[START OF Dataset entries]

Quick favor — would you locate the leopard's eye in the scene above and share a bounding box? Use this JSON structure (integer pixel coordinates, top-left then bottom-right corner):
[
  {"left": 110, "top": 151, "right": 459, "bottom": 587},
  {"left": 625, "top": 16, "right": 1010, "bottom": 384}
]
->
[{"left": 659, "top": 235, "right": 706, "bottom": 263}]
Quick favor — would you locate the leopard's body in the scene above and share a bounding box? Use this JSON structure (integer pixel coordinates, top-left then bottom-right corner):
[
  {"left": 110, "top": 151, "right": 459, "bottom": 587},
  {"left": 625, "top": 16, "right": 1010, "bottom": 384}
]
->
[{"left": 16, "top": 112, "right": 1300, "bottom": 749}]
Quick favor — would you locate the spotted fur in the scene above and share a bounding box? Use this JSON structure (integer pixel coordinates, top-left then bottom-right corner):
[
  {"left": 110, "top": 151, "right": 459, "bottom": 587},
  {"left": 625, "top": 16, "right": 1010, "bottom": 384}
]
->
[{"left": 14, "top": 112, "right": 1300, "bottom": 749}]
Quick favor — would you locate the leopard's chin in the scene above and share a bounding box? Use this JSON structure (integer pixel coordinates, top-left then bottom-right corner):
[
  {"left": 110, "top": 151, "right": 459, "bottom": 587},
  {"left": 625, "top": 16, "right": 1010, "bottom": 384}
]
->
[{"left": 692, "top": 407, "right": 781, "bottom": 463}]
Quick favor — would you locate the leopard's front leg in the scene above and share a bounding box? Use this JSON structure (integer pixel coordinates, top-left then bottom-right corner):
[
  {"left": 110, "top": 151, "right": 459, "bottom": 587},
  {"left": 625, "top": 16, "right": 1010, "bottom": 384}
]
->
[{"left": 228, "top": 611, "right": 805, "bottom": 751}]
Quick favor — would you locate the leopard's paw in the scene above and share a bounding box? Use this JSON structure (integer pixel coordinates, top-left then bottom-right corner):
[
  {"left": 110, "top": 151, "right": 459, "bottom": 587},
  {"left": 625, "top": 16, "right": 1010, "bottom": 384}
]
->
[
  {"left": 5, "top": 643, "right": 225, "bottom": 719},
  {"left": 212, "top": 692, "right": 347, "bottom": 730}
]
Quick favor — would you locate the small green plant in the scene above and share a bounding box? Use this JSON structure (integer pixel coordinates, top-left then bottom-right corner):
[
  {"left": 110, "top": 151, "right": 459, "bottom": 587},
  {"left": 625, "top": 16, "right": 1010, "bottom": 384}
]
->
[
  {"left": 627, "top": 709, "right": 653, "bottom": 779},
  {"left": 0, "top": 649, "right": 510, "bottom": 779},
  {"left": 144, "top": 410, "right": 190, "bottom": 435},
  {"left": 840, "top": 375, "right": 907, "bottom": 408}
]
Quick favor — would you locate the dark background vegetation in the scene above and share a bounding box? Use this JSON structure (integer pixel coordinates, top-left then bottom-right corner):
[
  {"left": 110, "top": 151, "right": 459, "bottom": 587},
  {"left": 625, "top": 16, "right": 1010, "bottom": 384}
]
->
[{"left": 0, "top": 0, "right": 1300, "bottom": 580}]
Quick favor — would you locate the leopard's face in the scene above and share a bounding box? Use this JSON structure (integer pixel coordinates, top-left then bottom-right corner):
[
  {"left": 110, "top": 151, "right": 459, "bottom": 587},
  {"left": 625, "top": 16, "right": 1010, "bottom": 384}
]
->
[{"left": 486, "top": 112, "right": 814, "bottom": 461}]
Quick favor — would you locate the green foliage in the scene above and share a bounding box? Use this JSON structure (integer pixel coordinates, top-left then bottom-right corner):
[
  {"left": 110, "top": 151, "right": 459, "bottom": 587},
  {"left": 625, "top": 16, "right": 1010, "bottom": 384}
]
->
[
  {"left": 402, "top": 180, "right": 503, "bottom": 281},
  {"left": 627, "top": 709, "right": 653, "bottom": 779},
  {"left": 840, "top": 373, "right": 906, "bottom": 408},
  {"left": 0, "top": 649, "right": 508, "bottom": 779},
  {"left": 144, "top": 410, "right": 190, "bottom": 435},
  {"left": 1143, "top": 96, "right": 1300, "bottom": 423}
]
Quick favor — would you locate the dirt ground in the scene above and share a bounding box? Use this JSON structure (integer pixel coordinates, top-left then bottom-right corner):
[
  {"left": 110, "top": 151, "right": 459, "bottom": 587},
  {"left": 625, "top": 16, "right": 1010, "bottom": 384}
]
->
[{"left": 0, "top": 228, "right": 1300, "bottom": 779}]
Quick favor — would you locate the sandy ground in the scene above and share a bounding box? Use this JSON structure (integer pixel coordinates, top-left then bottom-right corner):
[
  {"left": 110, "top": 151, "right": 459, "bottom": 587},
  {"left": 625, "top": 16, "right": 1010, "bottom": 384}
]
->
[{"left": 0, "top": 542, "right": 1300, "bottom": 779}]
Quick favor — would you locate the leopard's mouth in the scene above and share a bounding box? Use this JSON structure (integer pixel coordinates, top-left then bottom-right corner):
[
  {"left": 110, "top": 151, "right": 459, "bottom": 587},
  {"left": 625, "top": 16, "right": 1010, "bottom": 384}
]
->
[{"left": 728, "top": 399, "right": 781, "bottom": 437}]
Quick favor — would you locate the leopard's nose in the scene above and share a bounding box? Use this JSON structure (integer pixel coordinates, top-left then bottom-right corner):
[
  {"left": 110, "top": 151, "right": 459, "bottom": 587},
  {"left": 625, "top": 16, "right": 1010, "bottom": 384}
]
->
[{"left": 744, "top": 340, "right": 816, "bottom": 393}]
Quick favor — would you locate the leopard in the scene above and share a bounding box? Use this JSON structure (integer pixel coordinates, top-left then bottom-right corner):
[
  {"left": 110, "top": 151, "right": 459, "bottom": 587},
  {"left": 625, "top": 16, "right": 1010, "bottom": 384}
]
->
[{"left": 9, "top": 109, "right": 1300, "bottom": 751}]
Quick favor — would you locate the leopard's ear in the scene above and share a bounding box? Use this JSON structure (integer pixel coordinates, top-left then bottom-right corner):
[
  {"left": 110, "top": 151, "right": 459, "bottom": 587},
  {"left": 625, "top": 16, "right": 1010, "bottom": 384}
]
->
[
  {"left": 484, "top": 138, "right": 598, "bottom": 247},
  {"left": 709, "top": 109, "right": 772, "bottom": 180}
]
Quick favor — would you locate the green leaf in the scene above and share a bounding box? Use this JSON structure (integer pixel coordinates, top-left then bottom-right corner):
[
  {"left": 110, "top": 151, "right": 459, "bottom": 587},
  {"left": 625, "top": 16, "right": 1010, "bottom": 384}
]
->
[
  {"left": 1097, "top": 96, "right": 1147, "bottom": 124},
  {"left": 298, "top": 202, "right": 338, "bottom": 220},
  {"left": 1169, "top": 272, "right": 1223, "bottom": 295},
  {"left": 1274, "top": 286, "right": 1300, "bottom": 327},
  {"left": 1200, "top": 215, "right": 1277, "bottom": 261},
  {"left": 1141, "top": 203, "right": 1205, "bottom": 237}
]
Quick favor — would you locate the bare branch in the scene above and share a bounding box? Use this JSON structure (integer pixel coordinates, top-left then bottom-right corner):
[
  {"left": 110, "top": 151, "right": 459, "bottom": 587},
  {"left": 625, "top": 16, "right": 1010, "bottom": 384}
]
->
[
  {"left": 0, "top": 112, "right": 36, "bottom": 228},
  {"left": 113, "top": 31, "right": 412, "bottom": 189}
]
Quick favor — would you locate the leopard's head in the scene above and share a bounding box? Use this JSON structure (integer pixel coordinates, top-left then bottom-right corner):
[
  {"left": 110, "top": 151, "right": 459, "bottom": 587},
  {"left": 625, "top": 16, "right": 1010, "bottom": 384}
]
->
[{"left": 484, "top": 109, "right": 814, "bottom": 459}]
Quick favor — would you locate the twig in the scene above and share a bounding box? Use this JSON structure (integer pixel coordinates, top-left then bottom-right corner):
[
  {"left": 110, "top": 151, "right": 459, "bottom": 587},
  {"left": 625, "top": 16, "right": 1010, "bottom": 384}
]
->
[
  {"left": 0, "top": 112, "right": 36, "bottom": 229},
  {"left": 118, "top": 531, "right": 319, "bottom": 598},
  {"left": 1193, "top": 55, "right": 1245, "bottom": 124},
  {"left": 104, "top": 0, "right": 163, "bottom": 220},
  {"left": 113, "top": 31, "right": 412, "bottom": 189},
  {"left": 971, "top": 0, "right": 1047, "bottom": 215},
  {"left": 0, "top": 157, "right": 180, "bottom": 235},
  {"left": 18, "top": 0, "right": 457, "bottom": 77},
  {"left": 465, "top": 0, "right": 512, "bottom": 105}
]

[END OF Dataset entries]

Exercise aim:
Select each line of the rows above that contains the word "green", and copy those lines.

Finished task:
Quick favor — would you locate the small green plant in the scene above and share a bounding box? Use this JSON structure (integer pixel coordinates, top-left then bottom-right corner):
Quick favor — would you locate the green foliage in the scene above and share a bounding box? Use this JSON structure (integer pixel coordinates, top-left then bottom-right corner):
Quick favor — would you locate the green leaf in the scene above and share a bounding box? Use this JSON structure (integer pixel coordinates, top-left then bottom-right corner):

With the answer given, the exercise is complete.